▸ Предоставленный отрывок:
# # # # # # #
Все последнее считаю неверным — а вижу верность, когда вся Культура, или движение человека, будет исключительно беспредметным невесомым духовным делом, когда все блага пойдут на осуществление <человеком> своей беспредметной человеческой сущности.
Так уже свершилось в Искусстве новом и утверждается в беспредметном Супрематизме. От последнего я ожидаю в будущем ясно выраженное беспредметное сознание как духовную систему движения человечества в белой эпохе безвесья75.
45. Из всего сказанного нельзя заключить, что Искусство совершенно не касалось или не участвовало в разрушении, а вернее, в изъятии веса, доведенного предыдущей Культурой до своего предела. Участвовало оно уже потому, что сознание человека находилось в предметном понимании. Предметность была та форма <и> не что другое, как форма, полученная от распределения веса.
Сознание новых художников, представляющих собой определенное и ясно выраженное проявление Кубизма, и Футуризма, и беспредметного Супрематизма, находилось уже в системе нового распределения веса. Они вышли к новым пределам и к этому пределу должны проводить человека — к новому космическому распределению веса отношений.
# # # # # # #
▸ Записи данных:

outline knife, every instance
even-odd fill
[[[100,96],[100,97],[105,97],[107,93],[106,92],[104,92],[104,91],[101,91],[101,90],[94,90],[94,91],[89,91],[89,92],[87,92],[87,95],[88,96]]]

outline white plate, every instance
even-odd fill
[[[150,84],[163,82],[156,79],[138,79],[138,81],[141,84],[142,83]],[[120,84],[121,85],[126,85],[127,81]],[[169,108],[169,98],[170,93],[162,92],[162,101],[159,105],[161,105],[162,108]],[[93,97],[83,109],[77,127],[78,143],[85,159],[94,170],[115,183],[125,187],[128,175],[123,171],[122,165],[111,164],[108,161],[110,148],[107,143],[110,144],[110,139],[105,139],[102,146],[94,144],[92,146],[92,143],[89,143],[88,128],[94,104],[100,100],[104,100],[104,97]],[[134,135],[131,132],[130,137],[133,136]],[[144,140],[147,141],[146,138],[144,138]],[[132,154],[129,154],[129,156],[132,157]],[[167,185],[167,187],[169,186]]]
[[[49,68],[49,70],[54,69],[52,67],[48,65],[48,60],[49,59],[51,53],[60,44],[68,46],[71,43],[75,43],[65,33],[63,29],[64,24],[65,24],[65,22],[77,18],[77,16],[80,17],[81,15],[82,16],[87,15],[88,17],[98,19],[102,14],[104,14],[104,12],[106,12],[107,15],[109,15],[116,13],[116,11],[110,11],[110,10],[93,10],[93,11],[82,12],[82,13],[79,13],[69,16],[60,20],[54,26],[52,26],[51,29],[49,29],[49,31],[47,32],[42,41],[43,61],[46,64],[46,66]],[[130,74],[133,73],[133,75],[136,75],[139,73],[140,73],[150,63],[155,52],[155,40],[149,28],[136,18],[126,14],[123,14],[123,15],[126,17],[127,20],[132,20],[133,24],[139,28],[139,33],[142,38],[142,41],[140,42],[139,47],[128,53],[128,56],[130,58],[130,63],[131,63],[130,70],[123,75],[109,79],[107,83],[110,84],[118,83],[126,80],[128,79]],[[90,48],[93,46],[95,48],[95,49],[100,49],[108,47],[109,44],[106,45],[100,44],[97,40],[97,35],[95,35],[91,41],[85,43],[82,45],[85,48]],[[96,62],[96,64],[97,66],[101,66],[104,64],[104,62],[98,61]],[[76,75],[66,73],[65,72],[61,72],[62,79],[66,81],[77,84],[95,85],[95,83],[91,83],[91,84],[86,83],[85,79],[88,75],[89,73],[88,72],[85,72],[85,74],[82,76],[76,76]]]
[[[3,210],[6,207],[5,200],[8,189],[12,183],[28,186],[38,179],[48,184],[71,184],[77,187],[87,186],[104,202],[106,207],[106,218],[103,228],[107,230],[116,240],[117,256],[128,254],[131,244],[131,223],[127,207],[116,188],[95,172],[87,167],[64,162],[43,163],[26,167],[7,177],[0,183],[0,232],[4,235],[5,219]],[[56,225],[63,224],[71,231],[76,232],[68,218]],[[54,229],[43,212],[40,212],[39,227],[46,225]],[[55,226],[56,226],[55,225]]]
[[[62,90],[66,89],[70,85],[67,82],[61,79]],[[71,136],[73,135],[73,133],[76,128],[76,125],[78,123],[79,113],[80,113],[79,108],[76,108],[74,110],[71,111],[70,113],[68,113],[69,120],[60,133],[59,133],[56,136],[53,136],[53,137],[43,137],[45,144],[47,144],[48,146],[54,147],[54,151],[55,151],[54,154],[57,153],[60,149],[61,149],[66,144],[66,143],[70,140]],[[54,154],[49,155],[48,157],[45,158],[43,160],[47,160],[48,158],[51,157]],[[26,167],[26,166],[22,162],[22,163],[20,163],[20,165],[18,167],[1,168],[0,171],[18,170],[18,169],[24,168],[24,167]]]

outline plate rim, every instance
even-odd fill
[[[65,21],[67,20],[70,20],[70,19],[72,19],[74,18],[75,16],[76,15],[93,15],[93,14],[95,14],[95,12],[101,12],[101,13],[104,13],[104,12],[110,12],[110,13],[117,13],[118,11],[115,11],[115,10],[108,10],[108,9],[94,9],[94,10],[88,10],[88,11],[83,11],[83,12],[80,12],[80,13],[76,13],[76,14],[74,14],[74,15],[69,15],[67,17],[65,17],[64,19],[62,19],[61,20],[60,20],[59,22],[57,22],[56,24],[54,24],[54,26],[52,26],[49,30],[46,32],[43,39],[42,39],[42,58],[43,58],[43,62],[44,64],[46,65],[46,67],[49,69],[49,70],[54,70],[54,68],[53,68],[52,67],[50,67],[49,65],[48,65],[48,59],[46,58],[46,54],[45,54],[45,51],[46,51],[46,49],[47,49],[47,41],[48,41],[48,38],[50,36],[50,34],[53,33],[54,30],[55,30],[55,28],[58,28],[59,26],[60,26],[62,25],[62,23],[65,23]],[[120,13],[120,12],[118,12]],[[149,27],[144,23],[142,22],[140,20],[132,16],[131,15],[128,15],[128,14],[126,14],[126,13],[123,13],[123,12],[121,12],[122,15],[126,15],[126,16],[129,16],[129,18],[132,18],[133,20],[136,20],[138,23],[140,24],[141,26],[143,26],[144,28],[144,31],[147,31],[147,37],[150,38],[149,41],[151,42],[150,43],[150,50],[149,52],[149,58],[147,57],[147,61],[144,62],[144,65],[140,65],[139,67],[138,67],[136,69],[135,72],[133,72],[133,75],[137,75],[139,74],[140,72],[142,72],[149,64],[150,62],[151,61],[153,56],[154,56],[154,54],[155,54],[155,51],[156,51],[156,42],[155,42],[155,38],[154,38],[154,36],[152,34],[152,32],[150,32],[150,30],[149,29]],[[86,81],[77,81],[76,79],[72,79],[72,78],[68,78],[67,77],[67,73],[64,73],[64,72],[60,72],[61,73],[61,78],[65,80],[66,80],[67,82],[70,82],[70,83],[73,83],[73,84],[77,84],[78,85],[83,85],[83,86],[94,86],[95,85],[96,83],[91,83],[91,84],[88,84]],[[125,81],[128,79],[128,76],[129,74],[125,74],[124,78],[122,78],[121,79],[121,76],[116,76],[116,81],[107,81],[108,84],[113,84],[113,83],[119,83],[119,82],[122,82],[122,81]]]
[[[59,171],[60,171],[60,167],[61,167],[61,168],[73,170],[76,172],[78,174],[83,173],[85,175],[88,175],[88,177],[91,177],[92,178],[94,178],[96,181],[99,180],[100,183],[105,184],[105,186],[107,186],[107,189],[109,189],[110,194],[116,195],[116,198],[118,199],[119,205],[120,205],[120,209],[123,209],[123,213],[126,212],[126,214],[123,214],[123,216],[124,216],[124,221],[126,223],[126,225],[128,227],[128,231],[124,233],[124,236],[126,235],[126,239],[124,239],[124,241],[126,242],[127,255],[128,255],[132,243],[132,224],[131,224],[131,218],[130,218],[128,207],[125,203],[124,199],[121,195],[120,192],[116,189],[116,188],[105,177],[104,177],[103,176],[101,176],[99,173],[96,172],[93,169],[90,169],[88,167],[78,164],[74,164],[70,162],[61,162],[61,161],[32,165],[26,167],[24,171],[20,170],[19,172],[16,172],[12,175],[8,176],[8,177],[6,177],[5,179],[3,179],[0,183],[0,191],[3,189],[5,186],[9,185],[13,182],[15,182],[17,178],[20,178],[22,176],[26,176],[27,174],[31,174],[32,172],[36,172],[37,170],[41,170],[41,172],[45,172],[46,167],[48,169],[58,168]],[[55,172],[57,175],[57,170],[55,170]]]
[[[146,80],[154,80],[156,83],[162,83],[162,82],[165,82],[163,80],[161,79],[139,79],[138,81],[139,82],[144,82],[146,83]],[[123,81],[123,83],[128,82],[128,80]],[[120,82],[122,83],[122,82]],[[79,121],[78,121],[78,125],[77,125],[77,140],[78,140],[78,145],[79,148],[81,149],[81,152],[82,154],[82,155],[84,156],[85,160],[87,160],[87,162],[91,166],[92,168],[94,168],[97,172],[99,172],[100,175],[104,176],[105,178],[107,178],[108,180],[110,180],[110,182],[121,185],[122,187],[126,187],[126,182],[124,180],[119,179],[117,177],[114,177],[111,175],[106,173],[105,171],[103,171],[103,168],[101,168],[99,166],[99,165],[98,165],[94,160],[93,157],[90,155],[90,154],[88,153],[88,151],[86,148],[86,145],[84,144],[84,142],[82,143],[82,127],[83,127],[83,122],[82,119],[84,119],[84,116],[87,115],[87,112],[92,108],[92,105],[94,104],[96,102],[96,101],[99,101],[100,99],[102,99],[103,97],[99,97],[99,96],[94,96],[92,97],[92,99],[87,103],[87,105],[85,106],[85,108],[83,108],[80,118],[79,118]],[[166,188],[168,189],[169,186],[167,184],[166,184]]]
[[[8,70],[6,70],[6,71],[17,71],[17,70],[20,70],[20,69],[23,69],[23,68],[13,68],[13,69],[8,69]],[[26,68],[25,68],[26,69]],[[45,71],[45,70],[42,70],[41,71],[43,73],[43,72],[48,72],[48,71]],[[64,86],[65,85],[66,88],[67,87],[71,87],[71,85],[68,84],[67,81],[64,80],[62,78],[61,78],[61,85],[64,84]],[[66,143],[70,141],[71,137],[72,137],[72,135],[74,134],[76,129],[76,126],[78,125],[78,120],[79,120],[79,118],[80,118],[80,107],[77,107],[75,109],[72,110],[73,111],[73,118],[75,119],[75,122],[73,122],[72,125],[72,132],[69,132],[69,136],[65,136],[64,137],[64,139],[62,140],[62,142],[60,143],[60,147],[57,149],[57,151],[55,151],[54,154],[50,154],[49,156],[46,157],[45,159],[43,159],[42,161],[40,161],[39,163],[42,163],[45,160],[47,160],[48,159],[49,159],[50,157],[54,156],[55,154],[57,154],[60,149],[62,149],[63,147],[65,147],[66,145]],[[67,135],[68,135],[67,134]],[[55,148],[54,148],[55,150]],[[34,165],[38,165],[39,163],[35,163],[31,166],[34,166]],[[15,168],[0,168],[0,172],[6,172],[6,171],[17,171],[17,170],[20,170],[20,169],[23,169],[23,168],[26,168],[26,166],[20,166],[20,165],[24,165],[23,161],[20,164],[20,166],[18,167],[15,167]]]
# # # # # # #
▸ Цель упражнения: Перескажите приведенный выше отрывок о беспредметном искусстве в двух предложениях.

▸ Выполненное задание: Верность видится в том, чтобы вся Культура стала исключительно беспредметным невесомым духовным делом, и это уже свершилось в новом Искусстве и утверждается в беспредметном Супрематизме. Вместе с тем Искусство тоже участвовало в изъятии веса, доведенного предыдущей Культурой до предела, а сознание новых художников (представителей Кубизма, Футуризма и Супрематизма) уже находилось в системе нового распределения веса и должно вести человека к новому космическому распределению веса отношений.